- _TO DO_:
Search the data for the word "span". Reproduce every line where it is found.

Stored records:
*** Begin section ***

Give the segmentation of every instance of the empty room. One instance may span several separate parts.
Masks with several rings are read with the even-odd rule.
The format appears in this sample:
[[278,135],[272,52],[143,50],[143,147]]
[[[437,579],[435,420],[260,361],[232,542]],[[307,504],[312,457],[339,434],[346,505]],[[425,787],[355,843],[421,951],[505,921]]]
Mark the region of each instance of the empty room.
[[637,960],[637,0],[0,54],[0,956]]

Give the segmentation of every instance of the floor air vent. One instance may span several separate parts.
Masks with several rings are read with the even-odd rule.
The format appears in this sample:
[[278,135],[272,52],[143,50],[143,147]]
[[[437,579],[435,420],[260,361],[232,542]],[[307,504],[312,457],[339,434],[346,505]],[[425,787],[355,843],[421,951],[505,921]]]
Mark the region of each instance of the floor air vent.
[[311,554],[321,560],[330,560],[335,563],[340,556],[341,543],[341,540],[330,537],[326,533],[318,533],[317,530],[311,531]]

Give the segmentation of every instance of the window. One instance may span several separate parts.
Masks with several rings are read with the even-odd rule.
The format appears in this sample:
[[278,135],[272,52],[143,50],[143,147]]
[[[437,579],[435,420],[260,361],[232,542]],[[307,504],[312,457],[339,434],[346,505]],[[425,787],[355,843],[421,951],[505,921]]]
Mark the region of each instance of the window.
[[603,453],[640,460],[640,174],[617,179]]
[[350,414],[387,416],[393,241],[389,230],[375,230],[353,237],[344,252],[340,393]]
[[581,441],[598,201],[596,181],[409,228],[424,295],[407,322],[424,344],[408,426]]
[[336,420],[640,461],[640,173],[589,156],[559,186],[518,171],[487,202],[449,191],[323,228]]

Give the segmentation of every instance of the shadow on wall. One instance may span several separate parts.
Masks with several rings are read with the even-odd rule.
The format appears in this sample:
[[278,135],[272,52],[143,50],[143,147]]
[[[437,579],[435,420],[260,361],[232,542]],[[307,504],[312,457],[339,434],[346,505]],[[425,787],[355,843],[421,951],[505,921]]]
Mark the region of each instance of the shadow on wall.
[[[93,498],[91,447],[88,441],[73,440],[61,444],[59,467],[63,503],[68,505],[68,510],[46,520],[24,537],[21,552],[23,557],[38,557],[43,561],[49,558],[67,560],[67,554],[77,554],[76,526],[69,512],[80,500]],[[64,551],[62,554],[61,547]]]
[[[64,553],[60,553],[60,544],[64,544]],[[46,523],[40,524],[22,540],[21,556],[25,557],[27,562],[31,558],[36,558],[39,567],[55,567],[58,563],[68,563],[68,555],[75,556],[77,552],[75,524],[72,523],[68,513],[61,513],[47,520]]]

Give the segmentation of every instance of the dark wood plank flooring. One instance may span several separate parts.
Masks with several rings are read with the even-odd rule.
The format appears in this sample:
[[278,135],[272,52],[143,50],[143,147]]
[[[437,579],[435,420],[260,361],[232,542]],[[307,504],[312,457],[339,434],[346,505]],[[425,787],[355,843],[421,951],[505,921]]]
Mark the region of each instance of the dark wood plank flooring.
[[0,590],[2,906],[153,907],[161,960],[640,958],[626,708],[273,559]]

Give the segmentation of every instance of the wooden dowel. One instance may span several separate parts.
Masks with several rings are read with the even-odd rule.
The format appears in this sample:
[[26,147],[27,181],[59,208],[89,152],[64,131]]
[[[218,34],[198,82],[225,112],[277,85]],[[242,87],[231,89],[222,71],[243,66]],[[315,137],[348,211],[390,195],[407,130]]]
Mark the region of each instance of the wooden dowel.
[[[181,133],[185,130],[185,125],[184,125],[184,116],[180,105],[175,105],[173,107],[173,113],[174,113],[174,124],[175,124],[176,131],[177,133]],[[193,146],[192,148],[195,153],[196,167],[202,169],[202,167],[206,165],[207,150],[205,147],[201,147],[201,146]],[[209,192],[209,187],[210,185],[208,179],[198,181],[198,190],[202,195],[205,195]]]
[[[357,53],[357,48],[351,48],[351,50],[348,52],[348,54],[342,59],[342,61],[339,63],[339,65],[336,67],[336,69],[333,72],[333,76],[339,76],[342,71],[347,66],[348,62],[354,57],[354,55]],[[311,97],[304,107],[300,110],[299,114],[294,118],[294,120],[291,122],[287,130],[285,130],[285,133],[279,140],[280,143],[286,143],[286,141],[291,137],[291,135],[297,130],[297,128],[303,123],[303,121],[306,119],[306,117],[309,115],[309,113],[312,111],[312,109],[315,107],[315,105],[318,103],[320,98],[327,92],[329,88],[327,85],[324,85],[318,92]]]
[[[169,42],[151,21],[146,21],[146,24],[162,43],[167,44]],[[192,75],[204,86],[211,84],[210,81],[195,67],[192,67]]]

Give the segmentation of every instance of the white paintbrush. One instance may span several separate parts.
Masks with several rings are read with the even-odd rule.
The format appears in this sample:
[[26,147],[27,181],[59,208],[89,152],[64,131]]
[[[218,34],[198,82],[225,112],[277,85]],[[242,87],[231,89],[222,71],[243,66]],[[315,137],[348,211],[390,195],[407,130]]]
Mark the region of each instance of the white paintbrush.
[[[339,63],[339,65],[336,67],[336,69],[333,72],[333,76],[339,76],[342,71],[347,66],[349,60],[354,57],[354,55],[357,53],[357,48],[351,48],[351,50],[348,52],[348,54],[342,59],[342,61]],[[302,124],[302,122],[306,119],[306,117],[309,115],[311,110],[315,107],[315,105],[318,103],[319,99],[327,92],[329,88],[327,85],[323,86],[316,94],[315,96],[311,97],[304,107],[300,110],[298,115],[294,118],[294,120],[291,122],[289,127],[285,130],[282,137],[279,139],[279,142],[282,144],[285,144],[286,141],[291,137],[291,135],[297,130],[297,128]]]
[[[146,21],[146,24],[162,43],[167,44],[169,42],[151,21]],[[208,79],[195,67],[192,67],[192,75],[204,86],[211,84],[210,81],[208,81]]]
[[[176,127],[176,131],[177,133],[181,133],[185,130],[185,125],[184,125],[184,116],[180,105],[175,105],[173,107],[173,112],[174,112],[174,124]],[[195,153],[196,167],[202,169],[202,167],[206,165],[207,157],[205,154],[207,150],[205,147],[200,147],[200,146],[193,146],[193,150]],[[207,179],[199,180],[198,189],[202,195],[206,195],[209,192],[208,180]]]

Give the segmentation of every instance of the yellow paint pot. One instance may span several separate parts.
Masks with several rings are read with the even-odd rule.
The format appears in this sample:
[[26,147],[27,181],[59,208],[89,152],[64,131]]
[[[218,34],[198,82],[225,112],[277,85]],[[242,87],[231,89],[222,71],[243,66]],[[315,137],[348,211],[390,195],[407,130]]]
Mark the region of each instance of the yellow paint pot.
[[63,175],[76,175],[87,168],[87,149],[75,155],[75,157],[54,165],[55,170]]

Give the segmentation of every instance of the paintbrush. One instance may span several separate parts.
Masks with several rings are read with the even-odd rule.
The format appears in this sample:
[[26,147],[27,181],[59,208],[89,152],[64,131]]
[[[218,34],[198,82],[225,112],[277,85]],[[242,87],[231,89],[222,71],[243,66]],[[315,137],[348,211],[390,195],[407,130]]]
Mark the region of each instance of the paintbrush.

*** End section ***

- _REPLY_:
Give the segmentation of every instance of the empty room. One instance may span several separate parts.
Give the segmentation of every instance of the floor air vent. One instance may span several separate parts.
Give the segmentation of every instance of the window. One instance may span several separate parts.
Give the segmentation of every instance of the shadow on wall. One instance may span several separate parts.
Give the segmentation of every instance of the dark wood plank flooring. One instance may span several separate parts.
Give the segmentation of every instance of the wooden dowel. One instance may span several separate parts.
Give the segmentation of every instance of the white paintbrush. One instance may span several separate parts.
Give the segmentation of every instance of the yellow paint pot. One instance may span several separate parts.
Give the segmentation of every instance of the paintbrush. One instance may span several separate parts.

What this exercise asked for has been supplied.